--- EXTRAIT DE DONNÉES ---
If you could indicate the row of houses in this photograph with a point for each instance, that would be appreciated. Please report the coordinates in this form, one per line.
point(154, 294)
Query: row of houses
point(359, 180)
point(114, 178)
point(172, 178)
---
◆ **CONSIGNE DE L'EXERCICE**
Réécrivez l'ensemble des lignes de données ci-dessus sous la forme d'un tableau Markdown à deux colonnes, intitulées « Numéro » et « Ligne », en omettant les lignes vides.

◆ **CORRIGÉ DE L'EXERCICE**
| Numéro | Ligne |
|---|---|
| 1 | If you could indicate the row of houses in this photograph with a point for each instance, that would be appreciated. Please report the coordinates in this form, one per line. |
| 2 | point(154, 294) |
| 3 | Query: row of houses |
| 4 | point(359, 180) |
| 5 | point(114, 178) |
| 6 | point(172, 178) |